Task ▸ For this exercise, reproduce each entry below exactly, excluding pictures.

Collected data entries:
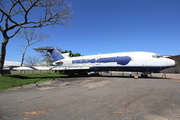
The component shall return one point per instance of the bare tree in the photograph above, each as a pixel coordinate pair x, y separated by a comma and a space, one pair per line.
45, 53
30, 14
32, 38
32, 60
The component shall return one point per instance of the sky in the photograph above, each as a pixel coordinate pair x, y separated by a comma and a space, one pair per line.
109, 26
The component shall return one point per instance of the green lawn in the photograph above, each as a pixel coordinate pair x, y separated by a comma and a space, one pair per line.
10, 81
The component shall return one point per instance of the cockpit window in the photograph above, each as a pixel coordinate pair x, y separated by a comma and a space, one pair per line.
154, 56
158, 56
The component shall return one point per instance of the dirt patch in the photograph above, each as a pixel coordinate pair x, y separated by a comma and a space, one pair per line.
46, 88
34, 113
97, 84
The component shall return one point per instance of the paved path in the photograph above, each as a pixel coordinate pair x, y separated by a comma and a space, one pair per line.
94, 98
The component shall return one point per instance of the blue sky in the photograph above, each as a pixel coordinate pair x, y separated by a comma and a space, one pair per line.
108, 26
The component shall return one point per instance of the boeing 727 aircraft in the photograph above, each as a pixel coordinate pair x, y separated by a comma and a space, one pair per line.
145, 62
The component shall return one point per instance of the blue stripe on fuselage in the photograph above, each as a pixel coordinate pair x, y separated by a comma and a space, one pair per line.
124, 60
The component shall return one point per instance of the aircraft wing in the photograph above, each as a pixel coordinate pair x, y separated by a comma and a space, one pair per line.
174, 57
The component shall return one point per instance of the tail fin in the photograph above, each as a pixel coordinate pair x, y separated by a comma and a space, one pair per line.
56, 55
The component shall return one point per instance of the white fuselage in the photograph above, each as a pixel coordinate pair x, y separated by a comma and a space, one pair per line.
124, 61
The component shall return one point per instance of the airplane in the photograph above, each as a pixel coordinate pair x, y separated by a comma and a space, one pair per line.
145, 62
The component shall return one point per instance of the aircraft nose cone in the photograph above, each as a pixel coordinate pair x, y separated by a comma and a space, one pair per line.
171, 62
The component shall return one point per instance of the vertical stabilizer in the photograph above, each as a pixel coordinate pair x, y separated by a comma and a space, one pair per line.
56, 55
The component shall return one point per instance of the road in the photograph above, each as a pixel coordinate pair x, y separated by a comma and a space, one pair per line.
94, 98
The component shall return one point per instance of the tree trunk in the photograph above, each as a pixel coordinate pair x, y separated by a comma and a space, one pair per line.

Response to this exercise ▸
The component shall return one point per instance of the bare tree in the photograph above, each as a pixel coordinate pair x, y separated by a comma and a space, one pair per line.
45, 53
30, 14
32, 38
32, 60
The component shall return one point per instance of the sky in the photograph above, each as a pixel coordinate pair x, y separated by a comma and a space, one pair per line.
109, 26
The component shall return one point per instance of the green lawn in the photograph above, each as a pixel coordinate pair x, y separated by a comma and a space, one pair per line.
10, 81
The component shall return one point per instance of the cockpit window in the photograph above, each as a pixel coordinate pair x, y separated by a comma and a space, one pair per line.
154, 56
158, 56
The component shall return one point per instance of the dirt patch in the photograph above, each as a pixel coordinate pair x, y separated by a comma and a space, one pair per line.
46, 88
34, 113
97, 84
The component shall return one point per instance of the paved path in the photograph above, each as a pixel coordinate pair x, y separated by a comma and a space, one pair per line.
94, 98
The component shall return one point per instance of the blue sky in the photograph above, each as a pixel coordinate pair x, y separated by a comma and a space, one pair per line.
108, 26
The component shall return one point per instance of the boeing 727 aircraft in the photograph above, each as a pixel coordinate pair x, y separated by a comma and a space, one pair per line.
145, 62
The component shall return one point per instance of the blue stripe on fuselage in the photograph above, each as a pixel coordinate pair x, y separated by a comma and a space, one pair per line.
124, 60
The component shall return one point per instance of the aircraft wing in the photograph above, each as a pixel coordinate pair x, y separated by a comma and a space, one pair per line.
174, 57
The component shall return one point per instance of the tail fin in the photograph above, each as a pixel coordinate pair x, y separated by a comma and a space, one pair per line.
56, 55
The component shall return one point per instance of the white fuselage in the photograph above, each as a pixel coordinate pair x, y separated by a comma and a space, one pair per line.
124, 61
The component shall return one point per instance of the airplane in the photograph above, each as a pixel coordinate pair x, y separated by a comma and a space, one pair per line.
145, 62
The component shall return one point per instance of the aircraft nose cone in the photograph above, each as a pixel coordinate pair x, y separated by a comma and a space, one pair per line.
171, 62
The component shall return one point per instance of the vertical stabilizer in the photograph above, each as a pixel coordinate pair x, y separated by a comma and a space, one pair per line.
56, 55
The component shall return one point per instance of the road in the photograph above, each as a pixel coordinate pair x, y separated by a comma and a space, one pair per line.
94, 98
The component shall return one point per instance of the tree trunk in the photograph above, each as a pixel coordinate pair x, y separated by a comma and a space, one pair per line.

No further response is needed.